(데이터 출처의 항목)
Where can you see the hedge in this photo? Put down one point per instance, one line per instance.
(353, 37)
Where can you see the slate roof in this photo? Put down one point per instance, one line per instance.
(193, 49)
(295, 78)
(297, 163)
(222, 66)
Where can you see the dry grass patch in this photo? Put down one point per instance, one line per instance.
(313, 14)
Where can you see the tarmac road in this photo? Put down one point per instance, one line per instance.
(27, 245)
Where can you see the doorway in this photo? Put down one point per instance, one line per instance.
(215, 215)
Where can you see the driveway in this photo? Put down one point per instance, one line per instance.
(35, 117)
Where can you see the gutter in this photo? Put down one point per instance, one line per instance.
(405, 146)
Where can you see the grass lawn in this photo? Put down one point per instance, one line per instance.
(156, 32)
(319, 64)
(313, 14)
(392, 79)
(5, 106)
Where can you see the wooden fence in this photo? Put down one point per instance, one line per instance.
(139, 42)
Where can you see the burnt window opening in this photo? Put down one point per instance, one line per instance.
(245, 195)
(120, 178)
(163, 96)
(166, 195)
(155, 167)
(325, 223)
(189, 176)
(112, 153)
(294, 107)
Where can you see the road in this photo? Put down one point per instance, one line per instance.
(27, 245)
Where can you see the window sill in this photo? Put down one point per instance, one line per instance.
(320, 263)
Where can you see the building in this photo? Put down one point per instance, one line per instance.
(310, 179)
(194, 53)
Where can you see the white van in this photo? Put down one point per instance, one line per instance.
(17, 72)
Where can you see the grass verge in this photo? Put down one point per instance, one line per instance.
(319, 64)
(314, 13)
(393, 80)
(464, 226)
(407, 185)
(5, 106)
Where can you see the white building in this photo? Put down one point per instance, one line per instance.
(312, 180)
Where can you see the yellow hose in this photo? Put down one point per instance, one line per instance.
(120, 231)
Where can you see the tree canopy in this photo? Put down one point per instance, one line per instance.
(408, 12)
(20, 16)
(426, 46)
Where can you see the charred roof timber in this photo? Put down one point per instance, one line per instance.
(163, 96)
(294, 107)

-- 과제 내용 --
위 목록 전체를 다시 쓰되 "white van"만 "white truck"(으)로 바꾸고 나머지는 한 글자도 고치지 마세요.

-- 작업 결과 --
Where can you see the hedge in this photo? Put down one point per instance, one line per instance.
(353, 37)
Where can you see the slate roof in this photo? Put down one point per instance, one line per instance.
(193, 49)
(295, 78)
(297, 163)
(222, 66)
Where can you see the dry grass patch in this photo? Put down one point per instance, one line per instance.
(313, 14)
Where can you see the tarmac road in this photo? Put down one point per instance, one line per instance.
(27, 245)
Where can you see the doorway in this photo? Put down one point per instance, one line per instance.
(215, 215)
Where can you see the driveway in this photo? Put down one point per instance, one line per instance.
(35, 117)
Where can you see the gutter in this photo? Put down one point per instance, one line per instance.
(405, 146)
Where can you see the grass lawn in this photo? Put down one point per instance, one line per instance.
(156, 32)
(319, 64)
(313, 14)
(392, 79)
(5, 106)
Where can you see the wooden fence in this photo? Put down one point per instance, one line per instance.
(139, 42)
Where can you see the burnt window opening in this photo? Put down one point per instance, one line per instance.
(245, 195)
(120, 178)
(163, 96)
(166, 195)
(155, 167)
(325, 223)
(189, 176)
(112, 153)
(294, 107)
Where can you see the road in this photo? Put down one point per instance, one line per instance.
(27, 245)
Where can you see the window sill in this photo? Put down one point per instance, one line per instance.
(320, 263)
Where can you see the building in this photo? Put down one point per instance, one line per instance.
(310, 179)
(194, 53)
Where can you see the white truck in this photo? Put down one point per instance, one line per instance.
(17, 72)
Where can you see the grass verge in this photo? Put down one point per instance, one line per instance.
(319, 64)
(314, 13)
(393, 80)
(464, 226)
(407, 185)
(5, 106)
Where can you see the white building in this photo? Put down one point per instance, one line per instance.
(312, 180)
Where can you see the yellow hose in this photo? Put down one point per instance, one line per instance.
(120, 231)
Where can you see the tree canopy in this photo? Put down one point per instance, one line per instance.
(408, 12)
(20, 16)
(426, 46)
Where can you see the charred roof timber in this photo? Put down one point per instance, one line per instance.
(163, 96)
(294, 107)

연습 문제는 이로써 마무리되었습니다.